## What the exercise asks
Leave out the pictures and return every entry exactly as it appears.

## Exercise material
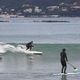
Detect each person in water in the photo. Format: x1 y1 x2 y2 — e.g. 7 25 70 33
60 48 68 74
26 41 34 50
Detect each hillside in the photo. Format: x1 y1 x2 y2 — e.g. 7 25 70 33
0 0 80 17
0 0 79 9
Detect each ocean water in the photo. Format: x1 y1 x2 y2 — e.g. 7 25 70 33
0 43 80 80
0 17 80 43
0 17 80 80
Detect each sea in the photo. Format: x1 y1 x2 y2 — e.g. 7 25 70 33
0 17 80 80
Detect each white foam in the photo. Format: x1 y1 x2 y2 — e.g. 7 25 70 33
0 46 6 53
0 43 7 53
0 43 42 55
0 43 16 53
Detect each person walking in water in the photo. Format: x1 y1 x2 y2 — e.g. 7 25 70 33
26 41 34 50
60 48 68 74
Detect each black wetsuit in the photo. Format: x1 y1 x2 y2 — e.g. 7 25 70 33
60 51 68 73
26 42 33 50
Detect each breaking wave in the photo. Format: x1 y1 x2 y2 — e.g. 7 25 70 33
0 42 26 54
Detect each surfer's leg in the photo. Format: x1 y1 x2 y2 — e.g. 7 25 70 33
64 62 67 74
26 46 29 50
61 61 64 73
61 66 64 73
64 66 67 74
30 47 32 50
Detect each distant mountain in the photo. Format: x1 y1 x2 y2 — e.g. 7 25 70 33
0 0 79 9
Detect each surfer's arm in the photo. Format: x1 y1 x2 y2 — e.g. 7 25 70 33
65 53 68 62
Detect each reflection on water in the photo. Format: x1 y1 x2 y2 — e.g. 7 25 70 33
61 75 67 80
0 51 43 73
26 55 34 71
0 53 36 72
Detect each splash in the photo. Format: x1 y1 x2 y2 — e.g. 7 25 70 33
0 42 42 55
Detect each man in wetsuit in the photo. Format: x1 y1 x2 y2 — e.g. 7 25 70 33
60 48 68 74
26 41 34 50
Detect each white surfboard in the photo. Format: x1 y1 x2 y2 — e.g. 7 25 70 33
24 50 43 55
16 45 43 55
53 72 79 76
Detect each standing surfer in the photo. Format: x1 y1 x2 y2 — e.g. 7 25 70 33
60 48 68 74
26 41 34 50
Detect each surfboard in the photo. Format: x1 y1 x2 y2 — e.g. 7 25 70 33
17 49 43 55
24 50 43 55
16 45 43 55
52 72 79 76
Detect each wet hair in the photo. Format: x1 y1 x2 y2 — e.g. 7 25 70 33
62 48 66 51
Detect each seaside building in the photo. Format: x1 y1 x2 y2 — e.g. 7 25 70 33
34 6 42 13
47 6 59 11
23 8 32 13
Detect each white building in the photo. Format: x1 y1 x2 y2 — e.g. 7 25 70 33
23 8 32 13
47 6 59 11
34 6 42 13
61 7 68 11
71 6 80 9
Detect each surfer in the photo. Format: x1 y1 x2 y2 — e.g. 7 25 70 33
26 41 34 50
60 48 68 74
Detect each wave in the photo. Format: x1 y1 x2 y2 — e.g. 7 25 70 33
0 42 27 54
0 42 42 55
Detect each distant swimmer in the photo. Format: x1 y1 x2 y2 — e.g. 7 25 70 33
60 48 68 74
26 41 34 50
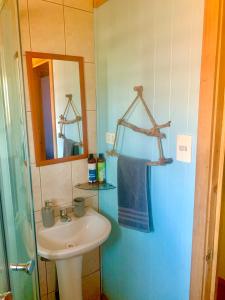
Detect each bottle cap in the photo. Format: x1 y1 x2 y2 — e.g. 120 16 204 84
99 153 104 159
88 153 94 159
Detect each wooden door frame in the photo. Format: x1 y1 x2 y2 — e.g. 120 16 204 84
190 0 225 299
48 60 58 158
93 0 108 8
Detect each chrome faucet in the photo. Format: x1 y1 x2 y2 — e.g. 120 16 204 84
59 208 72 222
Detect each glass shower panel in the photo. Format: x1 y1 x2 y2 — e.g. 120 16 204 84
0 0 39 299
0 195 9 294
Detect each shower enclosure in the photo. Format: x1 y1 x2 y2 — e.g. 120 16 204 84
0 0 39 299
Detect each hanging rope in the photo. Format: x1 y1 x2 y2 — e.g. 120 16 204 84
107 86 173 166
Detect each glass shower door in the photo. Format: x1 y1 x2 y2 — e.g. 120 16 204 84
0 197 9 296
0 0 39 299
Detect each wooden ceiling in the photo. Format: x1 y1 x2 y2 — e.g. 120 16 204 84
94 0 108 8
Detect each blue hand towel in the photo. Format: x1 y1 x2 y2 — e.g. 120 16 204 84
63 138 80 157
63 138 75 157
117 155 153 233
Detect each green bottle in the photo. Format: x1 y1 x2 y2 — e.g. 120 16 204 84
97 153 106 183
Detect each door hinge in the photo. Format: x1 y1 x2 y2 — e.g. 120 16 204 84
205 250 213 263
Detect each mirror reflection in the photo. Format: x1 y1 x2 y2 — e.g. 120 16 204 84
27 53 88 166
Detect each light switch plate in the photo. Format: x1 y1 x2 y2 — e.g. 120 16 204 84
176 135 192 163
106 132 115 145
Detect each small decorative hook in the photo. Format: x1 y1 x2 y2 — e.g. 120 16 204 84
66 94 73 102
133 85 143 97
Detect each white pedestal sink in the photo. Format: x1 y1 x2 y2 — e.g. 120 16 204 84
37 208 111 300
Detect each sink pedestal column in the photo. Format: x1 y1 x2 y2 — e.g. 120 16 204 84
56 256 83 300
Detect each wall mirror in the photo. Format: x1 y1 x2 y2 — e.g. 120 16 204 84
26 52 88 166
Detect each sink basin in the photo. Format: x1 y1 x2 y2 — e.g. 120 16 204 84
37 208 111 260
36 208 111 300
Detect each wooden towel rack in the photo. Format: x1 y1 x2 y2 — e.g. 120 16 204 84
107 86 173 166
58 94 83 146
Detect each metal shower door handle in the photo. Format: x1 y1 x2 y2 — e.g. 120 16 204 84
9 259 35 275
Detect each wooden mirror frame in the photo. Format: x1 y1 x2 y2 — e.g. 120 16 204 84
26 51 88 166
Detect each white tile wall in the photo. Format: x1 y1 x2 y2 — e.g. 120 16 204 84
28 0 65 54
64 7 94 61
18 0 99 298
84 63 97 111
87 111 97 153
35 210 42 223
19 0 31 52
26 112 35 164
31 166 42 211
72 159 88 185
73 187 97 201
85 195 99 211
40 162 73 206
22 56 31 111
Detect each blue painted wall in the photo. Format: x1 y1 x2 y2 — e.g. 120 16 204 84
95 0 204 299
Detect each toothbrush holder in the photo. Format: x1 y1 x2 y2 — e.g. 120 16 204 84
73 197 85 217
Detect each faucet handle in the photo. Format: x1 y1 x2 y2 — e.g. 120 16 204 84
59 207 71 222
60 207 67 216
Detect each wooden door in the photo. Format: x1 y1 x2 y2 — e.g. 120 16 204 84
190 0 225 299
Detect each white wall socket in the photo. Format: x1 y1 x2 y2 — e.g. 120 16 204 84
176 135 192 163
106 132 115 145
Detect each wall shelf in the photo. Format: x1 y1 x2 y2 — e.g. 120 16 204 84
75 182 116 191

## Task response
Detect each person in water in the photo. Format: x1 y1 x2 y2 — e.g. 7 25 70 33
60 48 68 74
26 41 34 50
Detect each hillside in the photo. Format: x1 y1 x2 y2 — e.g. 7 25 70 33
0 0 80 17
0 0 79 9
Detect each ocean water in the photo. Format: x1 y1 x2 y2 — e.g. 7 25 70 33
0 43 80 80
0 17 80 43
0 17 80 80
Detect each sea in the photo. Format: x1 y1 x2 y2 — e.g. 7 25 70 33
0 17 80 80
Detect each white foam in the photo. Format: x1 y1 x2 y2 — e.g. 7 25 70 33
0 46 6 53
0 43 7 53
0 43 42 55
0 43 16 53
Detect each person walking in water in the photo. Format: x1 y1 x2 y2 — e.g. 7 25 70 33
26 41 34 50
60 48 68 74
Detect each black wetsuit in the photo. Format: x1 y1 x2 y2 — e.g. 7 25 70 33
60 51 68 73
26 42 33 50
Detect each breaking wave in the photo. Format: x1 y1 x2 y2 — e.g. 7 25 70 33
0 42 26 54
Detect each surfer's leg in the photo. Format: x1 y1 x2 y2 — e.g. 7 25 70 33
64 62 67 74
26 46 29 50
61 61 64 73
61 66 64 73
64 66 67 74
30 47 32 50
Detect each distant mountain in the photo. Format: x1 y1 x2 y2 — e.g. 7 25 70 33
0 0 79 9
Detect each surfer's arm in the photo. Format: x1 y1 x2 y2 — e.g. 7 25 70 33
65 53 68 62
Detect each reflection on water in the photo. Format: x1 y1 x2 y2 — e.g. 7 25 70 33
61 75 67 80
0 51 43 73
26 55 34 71
0 53 36 72
Detect each splash in the photo. Format: x1 y1 x2 y2 — e.g. 7 25 70 33
0 42 42 55
Detect each man in wetsuit in the photo. Format: x1 y1 x2 y2 — e.g. 7 25 70 33
60 48 68 74
26 41 34 50
Detect each white surfboard in the photo. Format: x1 y1 x2 y2 — e.g. 7 25 70 33
24 50 43 55
16 45 43 55
53 72 79 76
Detect each standing surfer in the photo. Format: x1 y1 x2 y2 — e.g. 7 25 70 33
60 48 68 74
26 41 34 50
Detect each surfboard in the photo. Format: x1 y1 x2 y2 — e.g. 7 25 70 33
17 49 43 55
24 50 43 55
16 45 43 55
52 72 79 76
Detect each wet hair in the photo. Format: x1 y1 x2 y2 — e.g. 7 25 70 33
62 48 66 51
Detect each seaside building in the photo. Format: x1 y1 x2 y2 — e.g. 7 25 70 33
34 6 42 13
47 6 59 11
23 8 32 13
Detect each white building in the photo. Format: x1 y1 x2 y2 — e.g. 7 25 70 33
23 8 32 13
47 6 59 11
34 6 42 13
61 7 68 11
71 6 80 9
Detect each surfer in the photo. Format: x1 y1 x2 y2 — e.g. 7 25 70 33
26 41 34 50
60 48 68 74
Detect each wave in the photo. Format: x1 y1 x2 y2 — e.g. 7 25 70 33
0 42 27 54
0 42 42 55
Detect each distant swimmer in the photo. Format: x1 y1 x2 y2 — e.g. 7 25 70 33
60 48 68 74
26 41 34 50
Detect each bottle cap in the photo. Format: x1 y1 x2 y2 — e.g. 120 16 204 84
99 153 104 159
88 153 94 159
Detect each wooden door frame in the photo. Format: x1 y1 x2 y2 — e.g. 120 16 204 84
190 0 225 299
48 60 58 158
93 0 108 8
Detect each chrome faucet in the photo. Format: x1 y1 x2 y2 — e.g. 120 16 204 84
59 208 72 222
Detect each glass shower panel in the photo. Format: x1 y1 x2 y2 — e.g. 120 16 204 84
0 0 39 299
0 195 9 294
Detect each shower enclosure in the photo. Format: x1 y1 x2 y2 — e.g. 120 16 204 84
0 0 39 299
Detect each hanging rope in the photo. Format: x1 y1 x2 y2 — e.g. 120 16 204 84
107 86 173 166
Detect each glass shower door in the photo. Format: x1 y1 x2 y2 — e.g. 120 16 204 84
0 197 9 296
0 0 39 299
Detect each wooden ceiling in the photo. Format: x1 y1 x2 y2 — e.g. 120 16 204 84
94 0 108 8
Detect each blue hand towel in the photo. Format: x1 y1 x2 y2 — e.g. 120 16 204 84
63 138 80 157
63 138 75 157
117 155 153 233
Detect each green bottle in the photo. Format: x1 y1 x2 y2 — e.g. 120 16 204 84
97 153 106 183
Detect each door hinge in the photo. Format: x1 y1 x2 y2 — e.g. 120 16 204 84
205 250 213 263
Detect each mirror reflection in the photo. Format: x1 y1 x2 y2 — e.g. 120 16 204 84
27 53 88 166
Detect each light switch plate in the photo. Format: x1 y1 x2 y2 — e.g. 120 16 204 84
176 135 192 163
106 132 115 145
Detect each small decorative hook in the photo. Format: x1 y1 x2 y2 — e.g. 120 16 204 84
66 94 73 102
133 85 143 97
Detect each white pedestal sink in the photo. Format: x1 y1 x2 y2 — e.g. 120 16 204 84
37 208 111 300
Detect each sink pedestal column in the photo. Format: x1 y1 x2 y2 — e.g. 120 16 204 84
56 256 83 300
Detect each wall mirror in the photo. Format: x1 y1 x2 y2 — e.g. 120 16 204 84
26 52 88 166
Detect each sink basin in the photo. Format: x1 y1 x2 y2 — e.g. 120 16 204 84
37 208 111 260
36 208 111 300
Detect each wooden towel rack in the photo. Format: x1 y1 x2 y2 — e.g. 120 16 204 84
107 86 173 166
58 94 83 146
Detect each metal shower door handle in the photo. Format: x1 y1 x2 y2 — e.g. 120 16 204 84
9 259 35 275
Detect each wooden mirror frame in the photo. Format: x1 y1 x2 y2 — e.g. 120 16 204 84
26 51 88 166
Detect each white tile wall in the photo. Format: x1 y1 x2 y2 — e.g. 120 16 204 84
28 0 65 54
64 7 94 61
18 0 99 298
84 63 97 111
87 111 97 153
35 210 42 223
19 0 31 52
26 112 35 164
31 166 42 211
72 159 88 185
73 187 97 201
85 195 99 211
40 162 73 206
22 56 31 111
Detect each blue painted wall in the photo. Format: x1 y1 x2 y2 — e.g. 120 16 204 84
95 0 204 299
Detect each toothbrush holder in the photo. Format: x1 y1 x2 y2 — e.g. 120 16 204 84
73 197 85 217
Detect each faucet handle in the photo. Format: x1 y1 x2 y2 — e.g. 120 16 204 84
59 207 71 222
60 207 67 216
Detect each wooden door in the photo. Format: x1 y1 x2 y2 — e.g. 120 16 204 84
190 0 225 299
Detect each white wall socket in the photo. Format: x1 y1 x2 y2 — e.g. 120 16 204 84
176 135 192 163
106 132 115 145
Detect each wall shelf in the photo. Format: x1 y1 x2 y2 — e.g. 120 16 204 84
75 182 116 191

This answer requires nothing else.